/---
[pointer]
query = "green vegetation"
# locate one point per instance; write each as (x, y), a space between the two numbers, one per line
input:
\---
/---
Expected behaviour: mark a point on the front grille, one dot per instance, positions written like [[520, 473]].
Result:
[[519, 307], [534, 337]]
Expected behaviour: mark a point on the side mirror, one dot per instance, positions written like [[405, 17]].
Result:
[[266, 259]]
\---
/---
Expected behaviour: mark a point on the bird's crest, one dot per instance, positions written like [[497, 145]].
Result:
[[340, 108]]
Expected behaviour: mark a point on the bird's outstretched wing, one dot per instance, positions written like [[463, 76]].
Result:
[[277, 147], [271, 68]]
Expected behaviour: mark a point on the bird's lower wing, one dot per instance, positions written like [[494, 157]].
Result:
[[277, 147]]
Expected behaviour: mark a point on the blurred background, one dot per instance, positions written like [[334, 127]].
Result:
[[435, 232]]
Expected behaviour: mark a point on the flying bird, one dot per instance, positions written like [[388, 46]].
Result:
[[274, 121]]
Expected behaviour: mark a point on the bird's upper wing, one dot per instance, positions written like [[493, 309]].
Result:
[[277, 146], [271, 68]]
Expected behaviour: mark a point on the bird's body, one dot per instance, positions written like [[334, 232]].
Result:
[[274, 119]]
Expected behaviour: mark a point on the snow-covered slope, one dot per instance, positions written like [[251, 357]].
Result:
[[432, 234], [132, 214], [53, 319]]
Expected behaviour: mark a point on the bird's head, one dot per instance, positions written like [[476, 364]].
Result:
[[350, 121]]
\---
* _What is required_
Search the records above for the string "wing" and copy each line that holds it.

* _Task output_
Expected behaviour: mark a point on the bird's outstretched wing, one dot per instance, positions written like [[463, 76]].
Expected behaviour: mark a point on the bird's lower wing, one dot per instance, positions written like [[494, 157]].
Expected behaviour: mark a point on the bird's upper wing, one dot per instance, positions written like [[493, 309]].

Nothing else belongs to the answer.